> **DATASET EXCERPTS**

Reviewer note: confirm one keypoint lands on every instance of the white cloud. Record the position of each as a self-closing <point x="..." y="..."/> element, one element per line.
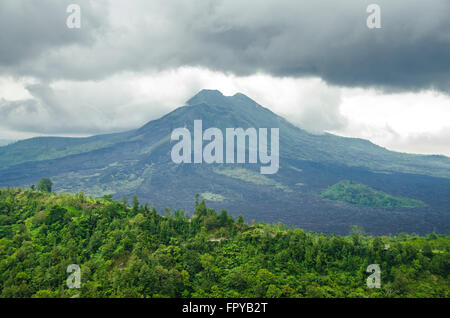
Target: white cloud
<point x="412" y="122"/>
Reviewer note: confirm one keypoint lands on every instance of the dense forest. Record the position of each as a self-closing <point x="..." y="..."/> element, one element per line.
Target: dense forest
<point x="126" y="249"/>
<point x="360" y="194"/>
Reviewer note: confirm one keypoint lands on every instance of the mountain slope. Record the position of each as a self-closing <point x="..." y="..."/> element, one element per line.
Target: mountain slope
<point x="139" y="162"/>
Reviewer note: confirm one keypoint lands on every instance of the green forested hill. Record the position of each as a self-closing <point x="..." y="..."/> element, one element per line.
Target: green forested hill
<point x="360" y="194"/>
<point x="133" y="251"/>
<point x="139" y="162"/>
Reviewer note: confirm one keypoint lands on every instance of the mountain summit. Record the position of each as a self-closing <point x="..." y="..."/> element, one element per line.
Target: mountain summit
<point x="139" y="162"/>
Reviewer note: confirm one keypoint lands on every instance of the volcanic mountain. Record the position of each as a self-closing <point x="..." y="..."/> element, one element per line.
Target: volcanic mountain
<point x="139" y="162"/>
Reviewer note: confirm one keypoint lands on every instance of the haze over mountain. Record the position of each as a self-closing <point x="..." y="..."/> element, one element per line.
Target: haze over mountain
<point x="139" y="162"/>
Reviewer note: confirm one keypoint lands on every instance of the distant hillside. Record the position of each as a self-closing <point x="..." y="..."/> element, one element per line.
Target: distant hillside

> **AIM OF THE TASK**
Starting with the line that holds "of the volcanic" and ending with the line that holds "of the haze", retype every line in the data above exactly, and nothing else.

> **RESULT OF THE TASK**
Reviewer note: confirm one keypoint lands on every instance of the volcanic mountain. Record the position of each as a self-closing <point x="..." y="..."/> element, one element per line.
Target: volcanic mountain
<point x="139" y="162"/>
Reviewer note: confirm one keypoint lands on every instance of the haze over mountain. Record the position of each as a self-closing <point x="..." y="..."/> element, one element per line.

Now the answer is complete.